## Selected passage:
Levitate is the tenth studio album by Bruce Hornsby. It was Hornsby's third studio album with his touring band, Bruce Hornsby and the Noisemakers, and was his first release with Verve Records.

Somewhat a musical departure for Hornsby and the Noisemakers, Levitate features no piano solos. Many of the songs also feature lyrical motifs of science and nature. Several songs were co-written with Chip DeMatteo for a stage musical titled SCKBSTD.

The title track was used in Spike Lee's documentary Kobe Doin' Work. Invisible was featured in the Bobcat Goldthwait movie World's Greatest Dad, in which Hornsby also made a cameo appearance as himself.

Much like the 2004 release Halcyon Days, Levitate features guest artists and those close to Hornsby, most notably Eric Clapton, Hornsby's twin sons Russell and Keith, Grateful Dead lyricist Robert Hunter, and Hornsby's nephew R.S. Hornsby, who was killed in a car accident less than a week after recording a memorable guitar solo on "Continents Drift." The album has been dedicated to his memory.

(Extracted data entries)
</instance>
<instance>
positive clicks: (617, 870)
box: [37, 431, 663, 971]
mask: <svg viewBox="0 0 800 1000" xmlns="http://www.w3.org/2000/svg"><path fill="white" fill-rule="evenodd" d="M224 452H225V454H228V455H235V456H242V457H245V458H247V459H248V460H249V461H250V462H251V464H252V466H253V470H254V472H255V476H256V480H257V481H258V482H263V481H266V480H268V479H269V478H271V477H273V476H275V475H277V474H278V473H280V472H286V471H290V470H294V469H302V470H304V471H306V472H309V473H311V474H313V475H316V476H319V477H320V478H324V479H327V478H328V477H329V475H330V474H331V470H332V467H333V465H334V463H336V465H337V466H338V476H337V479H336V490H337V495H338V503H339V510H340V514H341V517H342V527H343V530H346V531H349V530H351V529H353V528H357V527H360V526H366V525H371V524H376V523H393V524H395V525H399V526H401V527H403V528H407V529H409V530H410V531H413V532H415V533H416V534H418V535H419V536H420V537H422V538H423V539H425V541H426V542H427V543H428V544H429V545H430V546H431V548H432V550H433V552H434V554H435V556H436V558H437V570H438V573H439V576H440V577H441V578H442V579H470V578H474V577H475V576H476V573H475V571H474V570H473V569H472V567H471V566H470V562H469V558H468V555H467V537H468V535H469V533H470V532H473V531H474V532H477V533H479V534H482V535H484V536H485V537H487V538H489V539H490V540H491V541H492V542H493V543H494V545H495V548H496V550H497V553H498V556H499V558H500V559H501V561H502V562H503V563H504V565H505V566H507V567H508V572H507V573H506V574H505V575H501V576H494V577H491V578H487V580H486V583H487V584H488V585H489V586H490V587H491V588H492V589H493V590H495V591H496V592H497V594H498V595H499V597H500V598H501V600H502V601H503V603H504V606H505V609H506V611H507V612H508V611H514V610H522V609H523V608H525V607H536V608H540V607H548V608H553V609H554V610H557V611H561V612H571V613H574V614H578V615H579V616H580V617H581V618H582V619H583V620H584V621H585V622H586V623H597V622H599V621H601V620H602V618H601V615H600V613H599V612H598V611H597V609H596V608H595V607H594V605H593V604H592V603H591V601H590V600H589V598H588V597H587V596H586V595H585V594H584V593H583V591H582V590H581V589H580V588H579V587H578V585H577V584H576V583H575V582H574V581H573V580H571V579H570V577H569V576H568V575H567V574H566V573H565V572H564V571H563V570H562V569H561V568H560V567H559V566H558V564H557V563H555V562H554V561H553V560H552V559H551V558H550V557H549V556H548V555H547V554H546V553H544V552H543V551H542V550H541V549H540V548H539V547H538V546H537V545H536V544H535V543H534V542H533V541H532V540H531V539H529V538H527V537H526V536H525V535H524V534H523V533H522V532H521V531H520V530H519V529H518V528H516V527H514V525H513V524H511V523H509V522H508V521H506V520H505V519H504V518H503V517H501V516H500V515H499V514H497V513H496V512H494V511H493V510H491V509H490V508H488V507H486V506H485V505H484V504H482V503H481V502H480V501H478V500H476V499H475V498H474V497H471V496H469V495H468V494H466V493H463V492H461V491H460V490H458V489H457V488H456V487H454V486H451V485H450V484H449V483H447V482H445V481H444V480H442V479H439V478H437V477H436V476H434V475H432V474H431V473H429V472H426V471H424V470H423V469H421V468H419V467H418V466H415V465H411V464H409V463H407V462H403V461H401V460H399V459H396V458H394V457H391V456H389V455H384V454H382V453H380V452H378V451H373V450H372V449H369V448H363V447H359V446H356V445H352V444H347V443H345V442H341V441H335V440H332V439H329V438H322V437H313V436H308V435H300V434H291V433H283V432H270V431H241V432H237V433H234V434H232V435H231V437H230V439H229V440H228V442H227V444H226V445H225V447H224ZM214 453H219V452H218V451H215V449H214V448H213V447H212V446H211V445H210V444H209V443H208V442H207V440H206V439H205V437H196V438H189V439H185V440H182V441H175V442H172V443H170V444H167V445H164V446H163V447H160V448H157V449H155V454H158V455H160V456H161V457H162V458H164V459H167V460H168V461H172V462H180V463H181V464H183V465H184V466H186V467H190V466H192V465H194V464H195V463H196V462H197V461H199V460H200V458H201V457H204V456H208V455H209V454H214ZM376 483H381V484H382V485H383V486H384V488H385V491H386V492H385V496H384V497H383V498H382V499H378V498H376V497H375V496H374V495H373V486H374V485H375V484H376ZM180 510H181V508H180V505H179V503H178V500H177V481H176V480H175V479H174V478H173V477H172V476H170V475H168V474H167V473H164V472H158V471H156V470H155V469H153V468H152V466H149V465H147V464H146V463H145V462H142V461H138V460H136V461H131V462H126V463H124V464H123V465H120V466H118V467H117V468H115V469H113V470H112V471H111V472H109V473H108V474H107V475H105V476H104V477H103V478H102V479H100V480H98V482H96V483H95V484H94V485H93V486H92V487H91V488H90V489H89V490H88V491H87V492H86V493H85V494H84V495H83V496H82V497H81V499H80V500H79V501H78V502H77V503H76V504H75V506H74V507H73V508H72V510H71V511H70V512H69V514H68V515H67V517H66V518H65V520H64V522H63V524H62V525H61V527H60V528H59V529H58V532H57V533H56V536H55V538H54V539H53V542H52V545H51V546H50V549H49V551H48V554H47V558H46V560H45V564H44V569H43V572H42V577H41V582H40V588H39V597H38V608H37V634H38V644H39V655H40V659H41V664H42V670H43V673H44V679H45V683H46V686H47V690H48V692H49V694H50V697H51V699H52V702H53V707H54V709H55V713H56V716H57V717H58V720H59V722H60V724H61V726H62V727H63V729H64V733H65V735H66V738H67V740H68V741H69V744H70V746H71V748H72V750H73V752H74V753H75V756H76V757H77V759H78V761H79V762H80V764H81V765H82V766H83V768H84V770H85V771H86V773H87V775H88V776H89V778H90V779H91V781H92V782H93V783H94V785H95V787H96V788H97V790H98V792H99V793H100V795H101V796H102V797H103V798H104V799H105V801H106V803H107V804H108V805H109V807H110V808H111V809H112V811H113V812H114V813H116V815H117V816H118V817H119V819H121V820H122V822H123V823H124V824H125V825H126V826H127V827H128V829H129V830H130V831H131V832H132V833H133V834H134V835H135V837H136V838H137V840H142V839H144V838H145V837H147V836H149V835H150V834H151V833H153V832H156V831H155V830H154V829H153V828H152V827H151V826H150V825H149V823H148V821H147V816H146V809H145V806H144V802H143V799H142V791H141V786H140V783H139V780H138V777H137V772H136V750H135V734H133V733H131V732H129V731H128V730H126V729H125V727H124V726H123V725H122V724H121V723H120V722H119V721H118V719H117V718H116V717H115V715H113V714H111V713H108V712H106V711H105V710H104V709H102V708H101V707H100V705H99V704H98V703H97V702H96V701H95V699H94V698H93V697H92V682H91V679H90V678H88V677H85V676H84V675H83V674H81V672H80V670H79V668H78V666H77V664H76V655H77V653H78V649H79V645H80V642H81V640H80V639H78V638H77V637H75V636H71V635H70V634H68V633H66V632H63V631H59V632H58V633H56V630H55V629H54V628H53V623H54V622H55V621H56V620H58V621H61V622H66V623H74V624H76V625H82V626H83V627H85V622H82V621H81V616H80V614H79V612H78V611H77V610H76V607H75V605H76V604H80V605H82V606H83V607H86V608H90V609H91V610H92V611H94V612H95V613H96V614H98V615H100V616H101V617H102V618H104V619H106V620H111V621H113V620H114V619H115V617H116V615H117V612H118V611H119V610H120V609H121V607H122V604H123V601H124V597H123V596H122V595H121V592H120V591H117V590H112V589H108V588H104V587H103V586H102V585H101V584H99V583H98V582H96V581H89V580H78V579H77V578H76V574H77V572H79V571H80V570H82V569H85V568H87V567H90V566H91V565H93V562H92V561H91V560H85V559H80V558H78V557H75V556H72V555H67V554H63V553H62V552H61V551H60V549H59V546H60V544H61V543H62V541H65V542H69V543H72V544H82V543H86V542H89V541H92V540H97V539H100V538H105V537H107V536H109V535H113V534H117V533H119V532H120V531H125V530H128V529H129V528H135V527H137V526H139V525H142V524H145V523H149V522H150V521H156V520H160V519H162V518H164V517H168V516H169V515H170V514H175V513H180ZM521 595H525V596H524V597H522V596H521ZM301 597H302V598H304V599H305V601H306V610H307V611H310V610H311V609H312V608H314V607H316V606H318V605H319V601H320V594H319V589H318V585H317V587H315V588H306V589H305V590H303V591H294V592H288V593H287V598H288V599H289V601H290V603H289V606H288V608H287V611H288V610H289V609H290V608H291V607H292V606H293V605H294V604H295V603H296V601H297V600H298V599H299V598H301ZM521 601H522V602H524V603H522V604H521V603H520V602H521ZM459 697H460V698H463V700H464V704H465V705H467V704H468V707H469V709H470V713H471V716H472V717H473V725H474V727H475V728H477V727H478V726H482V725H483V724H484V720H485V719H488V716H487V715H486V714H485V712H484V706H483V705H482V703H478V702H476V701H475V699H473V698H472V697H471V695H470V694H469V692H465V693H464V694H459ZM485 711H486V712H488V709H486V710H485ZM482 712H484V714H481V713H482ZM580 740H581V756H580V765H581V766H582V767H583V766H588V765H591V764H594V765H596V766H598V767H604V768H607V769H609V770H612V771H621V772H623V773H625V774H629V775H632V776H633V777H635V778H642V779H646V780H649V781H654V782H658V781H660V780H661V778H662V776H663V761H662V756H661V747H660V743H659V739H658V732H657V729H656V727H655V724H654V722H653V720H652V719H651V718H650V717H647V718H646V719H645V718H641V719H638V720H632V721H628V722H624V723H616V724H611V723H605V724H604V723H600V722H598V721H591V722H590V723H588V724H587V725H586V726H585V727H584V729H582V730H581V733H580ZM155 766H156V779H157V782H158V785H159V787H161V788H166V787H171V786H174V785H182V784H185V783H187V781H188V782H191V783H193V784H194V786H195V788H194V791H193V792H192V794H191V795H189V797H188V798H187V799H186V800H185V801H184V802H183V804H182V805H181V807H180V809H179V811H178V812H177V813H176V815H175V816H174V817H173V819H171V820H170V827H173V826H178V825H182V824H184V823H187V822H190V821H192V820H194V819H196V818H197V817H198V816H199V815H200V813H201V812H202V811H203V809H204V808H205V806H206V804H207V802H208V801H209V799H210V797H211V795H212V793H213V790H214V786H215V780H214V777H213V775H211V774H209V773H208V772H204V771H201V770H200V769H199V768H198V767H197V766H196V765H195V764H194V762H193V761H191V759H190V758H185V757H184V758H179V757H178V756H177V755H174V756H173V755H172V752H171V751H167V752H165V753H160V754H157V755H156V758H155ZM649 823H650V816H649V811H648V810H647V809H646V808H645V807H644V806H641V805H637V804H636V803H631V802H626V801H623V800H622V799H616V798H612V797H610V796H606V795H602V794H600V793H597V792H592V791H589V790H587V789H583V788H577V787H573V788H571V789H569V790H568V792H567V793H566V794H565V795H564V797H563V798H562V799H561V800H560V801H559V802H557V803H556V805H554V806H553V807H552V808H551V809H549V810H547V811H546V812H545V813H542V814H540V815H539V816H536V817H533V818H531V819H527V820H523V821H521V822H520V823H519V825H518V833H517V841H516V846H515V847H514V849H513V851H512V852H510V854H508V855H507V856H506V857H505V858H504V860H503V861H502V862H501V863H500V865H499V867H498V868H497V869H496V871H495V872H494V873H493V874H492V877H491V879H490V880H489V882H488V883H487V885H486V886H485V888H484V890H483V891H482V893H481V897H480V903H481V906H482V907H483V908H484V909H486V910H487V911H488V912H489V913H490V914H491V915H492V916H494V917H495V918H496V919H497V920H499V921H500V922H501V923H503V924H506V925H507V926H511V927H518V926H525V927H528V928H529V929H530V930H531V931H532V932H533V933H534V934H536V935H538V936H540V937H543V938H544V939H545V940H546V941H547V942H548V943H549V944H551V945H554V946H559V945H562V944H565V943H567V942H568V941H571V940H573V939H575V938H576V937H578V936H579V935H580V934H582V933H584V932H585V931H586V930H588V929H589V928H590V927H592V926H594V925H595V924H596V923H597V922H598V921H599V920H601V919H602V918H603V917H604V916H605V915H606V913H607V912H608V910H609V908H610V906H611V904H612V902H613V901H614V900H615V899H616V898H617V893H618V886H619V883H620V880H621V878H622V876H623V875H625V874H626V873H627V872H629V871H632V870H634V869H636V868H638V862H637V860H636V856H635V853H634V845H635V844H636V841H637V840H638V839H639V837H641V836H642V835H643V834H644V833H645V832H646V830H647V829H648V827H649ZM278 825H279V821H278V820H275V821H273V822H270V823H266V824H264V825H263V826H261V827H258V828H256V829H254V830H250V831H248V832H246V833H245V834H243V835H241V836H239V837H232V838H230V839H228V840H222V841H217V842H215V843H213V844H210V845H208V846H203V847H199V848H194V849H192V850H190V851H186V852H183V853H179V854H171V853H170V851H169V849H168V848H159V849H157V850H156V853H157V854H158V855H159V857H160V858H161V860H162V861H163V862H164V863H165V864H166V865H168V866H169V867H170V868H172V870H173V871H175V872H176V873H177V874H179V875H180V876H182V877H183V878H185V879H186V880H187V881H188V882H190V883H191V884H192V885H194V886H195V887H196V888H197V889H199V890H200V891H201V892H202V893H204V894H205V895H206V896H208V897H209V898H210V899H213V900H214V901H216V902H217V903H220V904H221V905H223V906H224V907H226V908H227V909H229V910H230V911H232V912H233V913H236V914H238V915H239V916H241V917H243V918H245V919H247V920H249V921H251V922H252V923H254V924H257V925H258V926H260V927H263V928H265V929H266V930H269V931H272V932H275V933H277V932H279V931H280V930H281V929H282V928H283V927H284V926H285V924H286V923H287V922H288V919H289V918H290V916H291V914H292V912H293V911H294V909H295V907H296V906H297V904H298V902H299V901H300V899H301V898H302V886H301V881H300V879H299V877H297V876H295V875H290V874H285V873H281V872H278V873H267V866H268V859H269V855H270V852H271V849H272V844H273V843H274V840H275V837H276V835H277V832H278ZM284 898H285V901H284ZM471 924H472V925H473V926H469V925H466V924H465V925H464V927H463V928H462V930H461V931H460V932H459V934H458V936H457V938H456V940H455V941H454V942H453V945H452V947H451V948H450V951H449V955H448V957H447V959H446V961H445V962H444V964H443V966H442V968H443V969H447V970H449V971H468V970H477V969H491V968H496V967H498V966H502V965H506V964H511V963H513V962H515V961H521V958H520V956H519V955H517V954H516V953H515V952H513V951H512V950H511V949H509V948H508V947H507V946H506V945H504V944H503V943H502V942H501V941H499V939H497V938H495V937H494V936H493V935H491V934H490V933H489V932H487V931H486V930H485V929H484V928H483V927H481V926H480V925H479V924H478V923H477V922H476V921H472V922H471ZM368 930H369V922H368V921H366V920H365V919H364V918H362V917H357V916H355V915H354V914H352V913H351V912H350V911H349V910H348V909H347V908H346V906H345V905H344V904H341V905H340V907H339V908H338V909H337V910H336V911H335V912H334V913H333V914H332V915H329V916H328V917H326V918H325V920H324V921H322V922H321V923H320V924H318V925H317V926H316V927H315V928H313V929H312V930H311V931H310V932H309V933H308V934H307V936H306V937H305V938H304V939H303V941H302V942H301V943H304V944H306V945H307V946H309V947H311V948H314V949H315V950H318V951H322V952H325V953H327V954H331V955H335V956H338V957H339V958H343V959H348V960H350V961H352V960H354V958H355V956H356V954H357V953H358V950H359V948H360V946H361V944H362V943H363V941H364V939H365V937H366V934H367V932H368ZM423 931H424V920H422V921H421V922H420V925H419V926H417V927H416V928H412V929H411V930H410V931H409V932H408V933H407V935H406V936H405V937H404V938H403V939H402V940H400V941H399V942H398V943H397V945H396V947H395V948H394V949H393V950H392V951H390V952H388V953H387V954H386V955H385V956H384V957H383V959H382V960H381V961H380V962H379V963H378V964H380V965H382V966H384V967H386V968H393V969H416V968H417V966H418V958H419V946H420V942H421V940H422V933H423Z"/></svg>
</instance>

## Using the information:
A. Answer these questions from the Levitate text:
(i) Which record label put out Levitate as Hornsby's first release with it?
(ii) In which documentary was the title track used?
(iii) Who recorded the guitar solo on "Continents Drift"?
B. Using the Levitate text, explain why the album is dedicated to R.S. Hornsby.
C. Set down the part of the Levitate text between "Somewhat a musical" and "musical titled SCKBSTD.", inclusive.

## Answers for the tasks:
A.
(i) Verve Records.
(ii) Spike Lee's documentary Kobe Doin' Work.
(iii) R.S. Hornsby, Hornsby's nephew.

B. R.S. Hornsby, Hornsby's nephew, was killed in a car accident less than a week after recording a memorable guitar solo on "Continents Drift." The album is dedicated to his memory.

C.
Somewhat a musical departure for Hornsby and the Noisemakers, Levitate features no piano solos. Many of the songs also feature lyrical motifs of science and nature. Several songs were co-written with Chip DeMatteo for a stage musical titled SCKBSTD.